> _Problem details_: Lay out the whole listing below as a two-column CSV headed text and answer, with one row for each text and its answer. Enclose every field in double quotes and replace line breaks with spaces.

> _Records for this exercise_:

>> BEGIN

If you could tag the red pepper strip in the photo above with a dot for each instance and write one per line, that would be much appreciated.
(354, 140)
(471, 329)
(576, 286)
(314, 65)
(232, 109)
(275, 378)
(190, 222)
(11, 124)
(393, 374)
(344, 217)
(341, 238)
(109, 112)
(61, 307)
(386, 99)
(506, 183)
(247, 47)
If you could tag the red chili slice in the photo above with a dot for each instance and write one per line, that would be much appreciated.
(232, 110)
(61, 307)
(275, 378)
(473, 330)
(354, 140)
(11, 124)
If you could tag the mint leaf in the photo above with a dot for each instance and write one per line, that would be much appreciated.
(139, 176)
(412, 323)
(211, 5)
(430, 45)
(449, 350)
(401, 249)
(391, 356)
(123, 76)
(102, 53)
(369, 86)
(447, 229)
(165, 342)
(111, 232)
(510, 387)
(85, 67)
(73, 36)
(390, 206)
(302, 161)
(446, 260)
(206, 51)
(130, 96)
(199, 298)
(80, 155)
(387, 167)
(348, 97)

>> END

> _Solution for this exercise_:
text,answer
"If you could tag the red pepper strip in the photo above with a dot for each instance and write one per line, that would be much appreciated.","(354, 140) (471, 329) (576, 286) (314, 65) (232, 109) (275, 378) (190, 222) (11, 124) (393, 374) (344, 217) (341, 238) (109, 112) (61, 307) (386, 99) (506, 183) (247, 47)"
"If you could tag the red chili slice in the photo above with a dot for each instance and write one per line, that would be much appreciated.","(232, 110) (61, 307) (275, 378) (473, 330) (354, 140) (11, 124)"
"If you could tag the mint leaf in the photo above with a dot for each instance and write one per line, that would be much appreciated.","(139, 176) (412, 323) (211, 5) (430, 45) (449, 350) (401, 249) (391, 356) (123, 76) (102, 53) (369, 86) (447, 229) (165, 342) (111, 232) (510, 387) (85, 67) (73, 36) (390, 206) (302, 161) (446, 260) (206, 51) (130, 96) (199, 298) (80, 155) (387, 167) (348, 97)"